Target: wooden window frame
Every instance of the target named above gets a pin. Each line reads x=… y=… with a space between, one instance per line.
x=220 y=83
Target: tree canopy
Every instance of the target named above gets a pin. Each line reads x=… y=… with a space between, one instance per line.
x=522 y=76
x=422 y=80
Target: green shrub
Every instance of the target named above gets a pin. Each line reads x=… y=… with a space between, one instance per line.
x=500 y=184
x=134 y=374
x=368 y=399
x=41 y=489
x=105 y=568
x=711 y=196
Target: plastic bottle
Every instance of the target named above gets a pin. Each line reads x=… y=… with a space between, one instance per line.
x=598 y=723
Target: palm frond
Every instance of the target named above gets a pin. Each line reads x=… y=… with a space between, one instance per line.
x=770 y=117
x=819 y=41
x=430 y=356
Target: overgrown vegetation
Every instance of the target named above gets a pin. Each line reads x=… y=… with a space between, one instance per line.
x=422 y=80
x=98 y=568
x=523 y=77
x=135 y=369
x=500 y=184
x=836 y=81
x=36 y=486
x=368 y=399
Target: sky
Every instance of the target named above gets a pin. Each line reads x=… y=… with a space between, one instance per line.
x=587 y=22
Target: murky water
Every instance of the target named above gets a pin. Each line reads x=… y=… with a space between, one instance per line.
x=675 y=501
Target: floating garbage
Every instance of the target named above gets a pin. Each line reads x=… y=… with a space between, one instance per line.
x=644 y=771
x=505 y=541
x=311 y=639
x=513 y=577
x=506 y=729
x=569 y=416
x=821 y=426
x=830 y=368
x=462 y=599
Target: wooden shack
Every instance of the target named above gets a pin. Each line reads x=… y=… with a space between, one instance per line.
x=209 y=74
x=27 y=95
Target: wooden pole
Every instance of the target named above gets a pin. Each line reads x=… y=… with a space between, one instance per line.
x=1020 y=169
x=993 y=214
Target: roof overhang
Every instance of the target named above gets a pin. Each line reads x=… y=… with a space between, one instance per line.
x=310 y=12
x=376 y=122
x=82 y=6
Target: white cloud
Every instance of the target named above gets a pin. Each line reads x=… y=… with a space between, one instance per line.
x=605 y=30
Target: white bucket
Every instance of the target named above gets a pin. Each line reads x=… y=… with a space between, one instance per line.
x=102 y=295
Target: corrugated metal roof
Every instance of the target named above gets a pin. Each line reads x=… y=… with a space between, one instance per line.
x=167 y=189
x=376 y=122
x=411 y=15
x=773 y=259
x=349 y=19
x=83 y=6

**Your assignment:**
The lines to show are those in the data above that include "roof".

**Your response:**
Target: roof overhang
Target: corrugated metal roof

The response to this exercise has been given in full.